-- start SELECTED TEXT --
# Tax deductions for an American expat in Dubai



## misterno (Jul 24, 2015)

I am an American living in USA and there is a possibility that my company will be sending me to Dubai.

I am trying to understand the tax implications here.

1) I checked IRS website, it seems like the first 100K is tax free, is this correct?

2) If my wife finds a job in Dubai also not as an expat, then this exclusion doubles to $200K?

3) Does anyone deduct their rent or mortgage in Dubai from US taxes? How does that work?

4) Internet is full of articles talking about expats leaving US citizenship due to complicated tax returns but then aren't they losing the 100K income deduction? What am I missing here?

Please chime in if you know anything.

Thanks


----------



## rahzaa (May 2, 2012)

misterno said:


> I am an American living in USA and there is a possibility that my company will be sending me to Dubai.
> 
> I am trying to understand the tax implications here.
> 
> ...


See answers above


----------



## Bevdeforges (Nov 16, 2007)

You may want to drop by the Expat Tax section here on the forum, where there is quite a bit of detail about expat taxes (particularly for US citizens): Expat Tax - Expat Forum For People Moving Overseas And Living Abroad

But to answer your questions briefly: 

Yes, there is an exclusion (not a deduction - there's a big difference) of up to about $100,000 for earned income made while resident overseas. This exclusion must be claimed on form 2555 and on a joint return, if both spouses have earned income, then each can claim this (up to the amount of their earned income only).

Housing expenses are also excludable to a certain extent. For all the gory details, take a look at IRS publication 54: Publication 54, Tax Guide for U.S. Citizens and Resident Aliens Abroad

As far as your last question, you probably should refer to the Expat Tax section. Moving to a place with no income tax is kind of a unique situation. Most US expats are chafing from the fact that they must file income tax returns in both the US and their country of residence. And, negotiate the tax and social security treaties that exist between the US and their country of residence to try to avoid double taxation.

Because the $100,000 exclusion applies only to "earned" income (i.e. salary), there can be complications if the expat is married to a foreign national, has any sort of investment income from outside the US (particularly investment-style retirement funds) or (in some cases) has set up a business in their country of residence or elsewhere. But check out the Expat Tax forum here on Expat Forum for more than you probably want to know on the matter.
-- end SELECTED TEXT --
-- start SUPPLIED DATA --
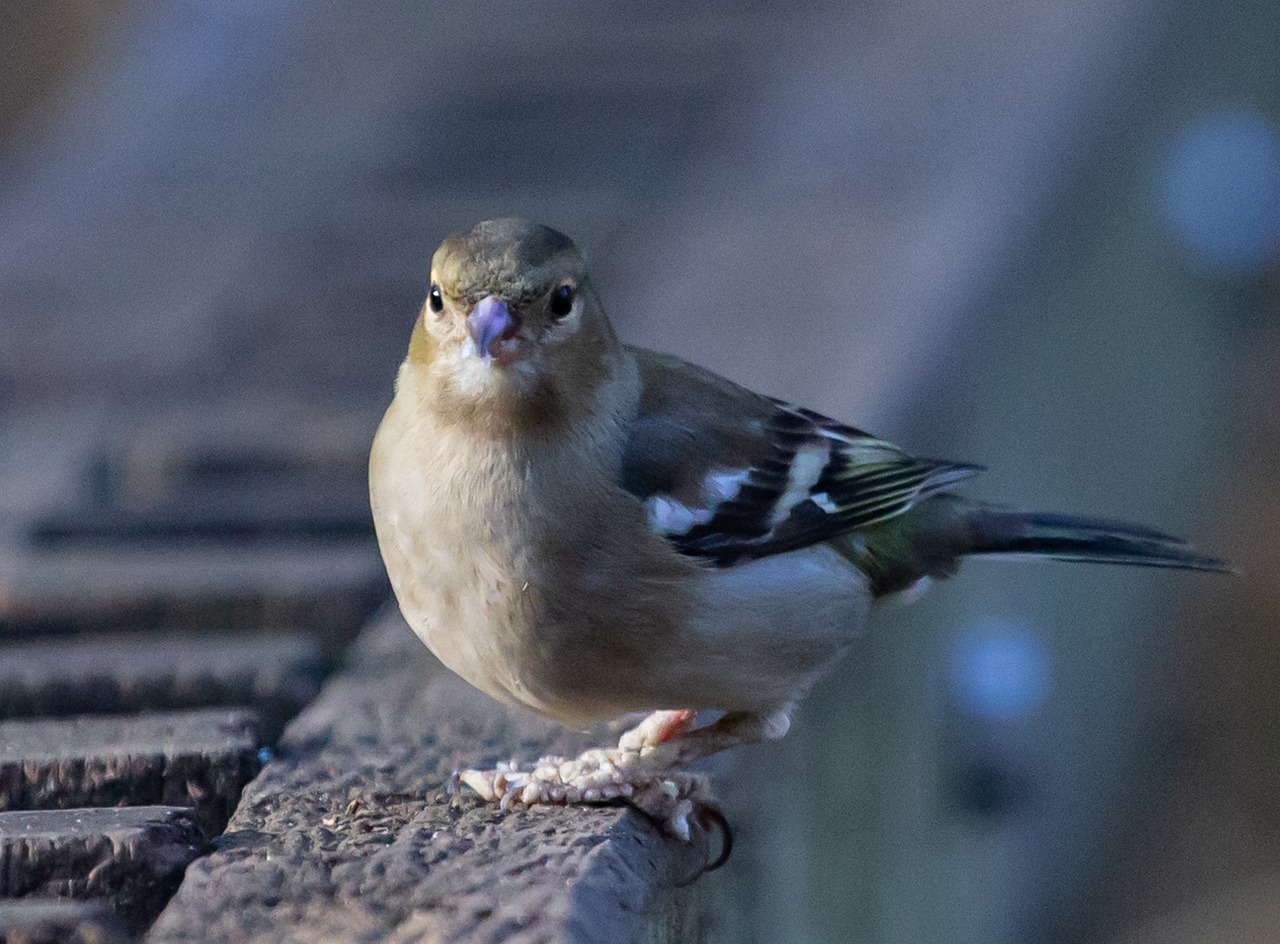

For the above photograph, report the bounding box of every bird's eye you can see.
-- end SUPPLIED DATA --
» CHALLENGES
(A) Can you summarize the forum thread on tax deductions for an American expat in Dubai in two sentences?
(B) In the forum thread on tax deductions for an American expat in Dubai, why can investment income from outside the US cause complications? Answer in one to three sentences.
(C) Could you continue the forum thread on tax deductions for an American expat in Dubai from its last post?

» RESPONSES PER TASK
(A) A US resident whose company may send him to Dubai asks whether the first $100K is tax free, whether his wife's job would double that to $200K, whether rent or mortgage in Dubai can be deducted, and why expats give up US citizenship if that means losing the $100K. One reply explains that an exclusion of up to about $100,000 applies to earned income made while resident overseas, is claimed on form 2555, and can be claimed by each spouse with earned income, and that housing expenses are also excludable to a certain extent; it also notes that investment income or a foreign spouse can complicate matters.

(B) The $100,000 exclusion applies only to "earned" income, meaning salary. That is why investment income from outside the US, particularly investment-style retirement funds, can complicate an expat's taxes.

(C)
Cheers,
Bev


----------



## GloballyRelaxed (Nov 5, 2014)

Number 3 on your list...

Yep up to 57k USD p.a 

Do yourself a massive favor and call a specialized US expat tax specialist, it wont cost you a cent on the initial call and you will be able to get all these Q's and anything else you have out of the way.

There are also certain 'state' issues depending on your registered home address so you will also need to get these out of the way.

Would your company be providing you with an accountant ahead of the posting so you can ask all these Q's ?


----------



## roastednut2015 (May 17, 2015)

*reply*

response below here



misterno said:


> I am an American living in USA and there is a possibility that my company will be sending me to Dubai.
> 
> I am trying to understand the tax implications here.
> 
> ...


----------



## misterno (Jul 24, 2015)

GloballyRelaxed said:


> Number 3 on your list...
> 
> Yep up to 57k USD p.a
> 
> ...


Where I am gonna go and under which condition I will go is all up in the air. I will ask about accountant to HR.

Thanks


----------



## DavidMcKeegan (Aug 27, 2012)

The above posters are correct. Although there are no taxes in UAE, the US will still require you to report your worldwide income. As such, in order to avoid excess taxation, you will have to take advantage of things like the Foreign Earned Income Exclusion and the Foreign Housing Allowance.

The easiest way to qualify for the FEIE is via the Physical Presence Test. In order to qualify under that test, you and your spouse (if they are also claiming the FEIE) must have over 330 days outside the US in any 365 day period.

If you qualify for the FEIE, you can also claim the Housing Allowance and deduct things like rent, etc.

Once you have firmed up your offer, and decided to move abroad, I would strongly recommend speaking with an expat accountant so that they can help estimate what you will owe to the US after you move. This will ensure that you are making estimated payments that are large enough to cover your liability (if there is one).

I hope this helps and good luck!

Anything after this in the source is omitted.